■ **Aim of the task**
Check each line of the entries below for the word "person", and copy the lines that have it.

[Records excerpted from a collection]
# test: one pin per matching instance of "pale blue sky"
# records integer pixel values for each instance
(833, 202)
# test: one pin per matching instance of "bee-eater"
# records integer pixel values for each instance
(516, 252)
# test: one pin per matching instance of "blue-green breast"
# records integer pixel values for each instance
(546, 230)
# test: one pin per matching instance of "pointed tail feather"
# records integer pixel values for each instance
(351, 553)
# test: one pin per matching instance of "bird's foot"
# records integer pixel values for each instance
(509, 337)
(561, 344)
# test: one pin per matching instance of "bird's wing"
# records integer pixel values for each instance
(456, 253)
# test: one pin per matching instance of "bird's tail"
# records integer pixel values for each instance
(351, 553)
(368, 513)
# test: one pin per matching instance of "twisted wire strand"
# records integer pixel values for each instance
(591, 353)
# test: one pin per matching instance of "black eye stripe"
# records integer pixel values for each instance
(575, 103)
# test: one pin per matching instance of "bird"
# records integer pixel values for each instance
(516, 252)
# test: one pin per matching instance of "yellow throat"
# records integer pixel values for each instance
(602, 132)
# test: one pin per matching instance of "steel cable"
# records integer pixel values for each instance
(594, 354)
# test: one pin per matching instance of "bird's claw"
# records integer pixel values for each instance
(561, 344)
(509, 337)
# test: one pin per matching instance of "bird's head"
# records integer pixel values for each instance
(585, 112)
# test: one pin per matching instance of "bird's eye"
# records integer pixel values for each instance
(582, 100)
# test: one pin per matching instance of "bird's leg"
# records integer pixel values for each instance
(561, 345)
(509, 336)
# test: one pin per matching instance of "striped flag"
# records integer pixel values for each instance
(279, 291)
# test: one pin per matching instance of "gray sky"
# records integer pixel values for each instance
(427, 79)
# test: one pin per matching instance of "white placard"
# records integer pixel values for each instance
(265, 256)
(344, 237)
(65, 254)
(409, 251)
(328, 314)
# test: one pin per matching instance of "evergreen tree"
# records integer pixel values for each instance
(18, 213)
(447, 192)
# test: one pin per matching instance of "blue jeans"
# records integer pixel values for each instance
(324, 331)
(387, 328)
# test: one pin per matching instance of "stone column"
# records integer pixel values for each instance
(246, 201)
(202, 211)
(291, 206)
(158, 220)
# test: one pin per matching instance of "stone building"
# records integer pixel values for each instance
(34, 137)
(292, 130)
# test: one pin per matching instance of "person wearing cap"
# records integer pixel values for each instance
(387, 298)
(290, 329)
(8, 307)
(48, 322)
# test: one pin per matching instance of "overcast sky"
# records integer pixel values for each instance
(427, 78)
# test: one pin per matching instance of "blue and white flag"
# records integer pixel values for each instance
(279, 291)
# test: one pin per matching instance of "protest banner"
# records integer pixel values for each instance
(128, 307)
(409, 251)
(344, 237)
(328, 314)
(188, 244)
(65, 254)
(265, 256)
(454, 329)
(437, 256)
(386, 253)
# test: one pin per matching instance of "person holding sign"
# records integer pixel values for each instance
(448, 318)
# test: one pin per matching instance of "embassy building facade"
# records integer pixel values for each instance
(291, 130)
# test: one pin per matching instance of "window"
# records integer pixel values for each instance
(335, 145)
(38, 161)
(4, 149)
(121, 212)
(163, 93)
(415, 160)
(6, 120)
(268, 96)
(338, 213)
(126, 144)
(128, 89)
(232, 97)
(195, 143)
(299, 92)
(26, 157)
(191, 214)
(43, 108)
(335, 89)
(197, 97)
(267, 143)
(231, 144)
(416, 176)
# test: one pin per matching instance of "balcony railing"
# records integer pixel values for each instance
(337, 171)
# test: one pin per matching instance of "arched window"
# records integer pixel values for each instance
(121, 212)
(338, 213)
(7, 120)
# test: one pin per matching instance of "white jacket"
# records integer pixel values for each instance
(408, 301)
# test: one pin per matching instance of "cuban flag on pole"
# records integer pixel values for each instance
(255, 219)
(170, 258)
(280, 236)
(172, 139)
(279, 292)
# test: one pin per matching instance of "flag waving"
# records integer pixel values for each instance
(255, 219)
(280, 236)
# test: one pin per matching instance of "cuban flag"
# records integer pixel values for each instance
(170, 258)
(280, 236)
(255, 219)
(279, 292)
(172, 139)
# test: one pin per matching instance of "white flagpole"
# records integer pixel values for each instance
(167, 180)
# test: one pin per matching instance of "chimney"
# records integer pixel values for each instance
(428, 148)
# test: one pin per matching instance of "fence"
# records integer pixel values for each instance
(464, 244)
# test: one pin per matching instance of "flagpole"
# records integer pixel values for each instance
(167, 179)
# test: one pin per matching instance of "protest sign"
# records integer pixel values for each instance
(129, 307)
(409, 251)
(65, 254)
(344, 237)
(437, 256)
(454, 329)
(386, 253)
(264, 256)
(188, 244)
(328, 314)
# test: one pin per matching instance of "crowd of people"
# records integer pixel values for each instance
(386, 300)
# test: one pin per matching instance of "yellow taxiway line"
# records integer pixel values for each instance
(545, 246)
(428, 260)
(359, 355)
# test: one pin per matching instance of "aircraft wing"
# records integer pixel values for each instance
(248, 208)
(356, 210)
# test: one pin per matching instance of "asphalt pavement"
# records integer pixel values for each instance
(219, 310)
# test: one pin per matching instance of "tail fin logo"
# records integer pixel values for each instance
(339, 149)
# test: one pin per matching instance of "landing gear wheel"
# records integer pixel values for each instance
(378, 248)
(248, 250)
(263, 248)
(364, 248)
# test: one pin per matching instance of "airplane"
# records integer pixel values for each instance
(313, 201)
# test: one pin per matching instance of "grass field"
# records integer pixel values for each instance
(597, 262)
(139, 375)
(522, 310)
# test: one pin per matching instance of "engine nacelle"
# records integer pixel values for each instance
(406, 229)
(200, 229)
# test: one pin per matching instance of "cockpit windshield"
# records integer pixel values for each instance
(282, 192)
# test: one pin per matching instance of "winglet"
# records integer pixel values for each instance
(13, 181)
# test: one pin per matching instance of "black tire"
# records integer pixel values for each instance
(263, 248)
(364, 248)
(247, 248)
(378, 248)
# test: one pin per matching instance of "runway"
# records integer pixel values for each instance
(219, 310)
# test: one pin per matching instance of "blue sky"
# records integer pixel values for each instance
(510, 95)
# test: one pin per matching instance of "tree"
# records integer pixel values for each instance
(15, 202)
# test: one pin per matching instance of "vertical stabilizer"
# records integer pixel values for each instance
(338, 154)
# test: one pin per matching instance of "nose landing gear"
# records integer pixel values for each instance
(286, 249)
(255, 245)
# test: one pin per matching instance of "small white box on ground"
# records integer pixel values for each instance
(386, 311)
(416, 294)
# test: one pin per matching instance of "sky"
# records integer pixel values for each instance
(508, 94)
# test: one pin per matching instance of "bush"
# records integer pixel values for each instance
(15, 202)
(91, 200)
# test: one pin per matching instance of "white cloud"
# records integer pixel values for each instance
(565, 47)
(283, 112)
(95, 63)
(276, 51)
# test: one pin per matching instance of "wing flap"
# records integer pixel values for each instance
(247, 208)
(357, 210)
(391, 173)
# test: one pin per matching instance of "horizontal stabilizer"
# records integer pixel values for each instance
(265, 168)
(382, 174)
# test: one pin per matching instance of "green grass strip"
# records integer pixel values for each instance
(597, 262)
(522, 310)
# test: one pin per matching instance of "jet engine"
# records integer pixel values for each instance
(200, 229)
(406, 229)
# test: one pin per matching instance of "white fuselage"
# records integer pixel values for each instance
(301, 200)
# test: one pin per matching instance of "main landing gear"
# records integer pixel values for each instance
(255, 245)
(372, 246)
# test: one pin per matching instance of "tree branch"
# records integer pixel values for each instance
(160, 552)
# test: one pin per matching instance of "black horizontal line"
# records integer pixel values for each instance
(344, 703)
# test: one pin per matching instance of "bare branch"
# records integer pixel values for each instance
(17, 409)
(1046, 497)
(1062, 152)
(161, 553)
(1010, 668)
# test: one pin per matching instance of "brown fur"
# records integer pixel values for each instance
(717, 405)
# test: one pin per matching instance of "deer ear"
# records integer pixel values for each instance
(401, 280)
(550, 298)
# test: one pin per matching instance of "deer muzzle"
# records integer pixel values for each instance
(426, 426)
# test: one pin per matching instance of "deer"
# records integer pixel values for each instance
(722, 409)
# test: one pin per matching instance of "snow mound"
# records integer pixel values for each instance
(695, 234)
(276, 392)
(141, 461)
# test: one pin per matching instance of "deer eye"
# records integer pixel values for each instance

■ **Answer**
# test: one pin per matching instance of "person wearing cap"
# test: one pin per matching instance of "person holding sign"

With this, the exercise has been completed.